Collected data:

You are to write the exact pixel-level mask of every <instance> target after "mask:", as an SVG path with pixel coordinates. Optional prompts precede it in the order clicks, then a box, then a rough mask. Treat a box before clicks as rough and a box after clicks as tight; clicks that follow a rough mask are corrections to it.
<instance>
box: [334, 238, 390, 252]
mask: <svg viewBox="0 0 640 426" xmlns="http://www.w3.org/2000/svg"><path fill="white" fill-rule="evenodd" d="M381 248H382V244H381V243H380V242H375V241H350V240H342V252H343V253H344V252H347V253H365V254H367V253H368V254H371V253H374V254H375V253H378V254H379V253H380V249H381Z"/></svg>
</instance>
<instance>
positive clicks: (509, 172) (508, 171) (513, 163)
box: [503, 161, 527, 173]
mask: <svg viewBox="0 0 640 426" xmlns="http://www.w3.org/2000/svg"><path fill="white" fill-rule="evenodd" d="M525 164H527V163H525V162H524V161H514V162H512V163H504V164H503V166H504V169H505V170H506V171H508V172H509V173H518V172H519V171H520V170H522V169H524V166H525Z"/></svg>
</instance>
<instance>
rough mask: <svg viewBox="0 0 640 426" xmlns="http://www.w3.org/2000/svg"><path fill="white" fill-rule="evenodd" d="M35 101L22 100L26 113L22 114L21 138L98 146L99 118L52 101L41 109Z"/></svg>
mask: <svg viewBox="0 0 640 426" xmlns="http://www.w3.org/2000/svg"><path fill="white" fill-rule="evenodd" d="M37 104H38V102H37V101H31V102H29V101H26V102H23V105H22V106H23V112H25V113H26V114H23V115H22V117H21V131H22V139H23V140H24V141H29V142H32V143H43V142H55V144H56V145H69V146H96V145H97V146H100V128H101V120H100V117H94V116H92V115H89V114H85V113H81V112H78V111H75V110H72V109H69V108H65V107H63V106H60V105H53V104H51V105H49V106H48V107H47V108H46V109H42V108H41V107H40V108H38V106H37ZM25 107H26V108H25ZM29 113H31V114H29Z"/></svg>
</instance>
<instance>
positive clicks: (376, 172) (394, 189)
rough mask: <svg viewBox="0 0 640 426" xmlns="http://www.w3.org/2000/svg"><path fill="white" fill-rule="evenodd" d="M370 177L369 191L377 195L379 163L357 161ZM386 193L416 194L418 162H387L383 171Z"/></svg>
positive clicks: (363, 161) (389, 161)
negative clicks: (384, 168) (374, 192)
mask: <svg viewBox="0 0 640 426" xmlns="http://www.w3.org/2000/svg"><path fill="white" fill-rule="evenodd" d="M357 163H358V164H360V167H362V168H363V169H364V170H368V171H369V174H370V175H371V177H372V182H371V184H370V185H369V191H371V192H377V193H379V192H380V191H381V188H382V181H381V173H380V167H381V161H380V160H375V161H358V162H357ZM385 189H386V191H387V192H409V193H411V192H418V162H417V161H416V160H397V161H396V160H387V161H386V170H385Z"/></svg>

§ **Work task**:
Give the records again, complete and exact.

§ **Task result**:
You are to write the exact pixel-level mask of every <instance> target after "mask:", as an SVG path with pixel coordinates. Optional prompts precede it in the order clicks, then a box, then a rough mask. Treat a box before clicks as rough and a box after clicks as tight; clicks that follow a rough mask are corrections to it.
<instance>
box: [334, 238, 390, 252]
mask: <svg viewBox="0 0 640 426" xmlns="http://www.w3.org/2000/svg"><path fill="white" fill-rule="evenodd" d="M381 248H382V244H381V243H380V242H375V241H350V240H342V252H343V253H344V252H347V253H365V254H367V253H368V254H371V253H374V254H375V253H378V254H379V253H380V249H381Z"/></svg>
</instance>
<instance>
positive clicks: (509, 172) (508, 171) (513, 163)
box: [503, 161, 527, 173]
mask: <svg viewBox="0 0 640 426" xmlns="http://www.w3.org/2000/svg"><path fill="white" fill-rule="evenodd" d="M525 164H527V163H525V162H524V161H514V162H512V163H504V164H503V166H504V169H505V170H506V171H508V172H509V173H518V172H519V171H520V170H522V169H524V166H525Z"/></svg>
</instance>
<instance>
rough mask: <svg viewBox="0 0 640 426" xmlns="http://www.w3.org/2000/svg"><path fill="white" fill-rule="evenodd" d="M35 101L22 100L26 113L22 114L21 138L98 146L99 118L52 101L41 109Z"/></svg>
mask: <svg viewBox="0 0 640 426" xmlns="http://www.w3.org/2000/svg"><path fill="white" fill-rule="evenodd" d="M37 104H38V102H37V101H31V102H29V101H26V102H23V105H22V106H23V112H25V113H26V114H23V115H22V117H21V131H22V139H23V140H24V141H29V142H32V143H43V142H55V144H56V145H69V146H96V145H97V146H100V128H101V120H100V117H94V116H92V115H89V114H85V113H81V112H78V111H75V110H72V109H69V108H65V107H63V106H60V105H53V104H51V105H49V106H48V107H47V108H46V109H42V108H41V107H40V108H38V106H37ZM25 107H26V108H25ZM29 113H31V114H29Z"/></svg>
</instance>
<instance>
positive clicks: (376, 172) (394, 189)
rough mask: <svg viewBox="0 0 640 426" xmlns="http://www.w3.org/2000/svg"><path fill="white" fill-rule="evenodd" d="M370 177L369 191L377 195L379 163L357 161ZM386 193L416 194L418 162H387L383 171Z"/></svg>
positive clicks: (363, 161) (389, 161)
negative clicks: (384, 168) (374, 192)
mask: <svg viewBox="0 0 640 426" xmlns="http://www.w3.org/2000/svg"><path fill="white" fill-rule="evenodd" d="M357 163H358V164H360V167H362V168H363V169H364V170H368V171H369V174H370V175H371V177H372V182H371V184H370V185H369V191H371V192H377V193H379V192H380V191H381V188H382V181H381V173H380V167H381V161H380V160H375V161H358V162H357ZM385 189H386V191H387V192H409V193H411V192H418V162H417V161H416V160H397V161H396V160H387V161H386V170H385Z"/></svg>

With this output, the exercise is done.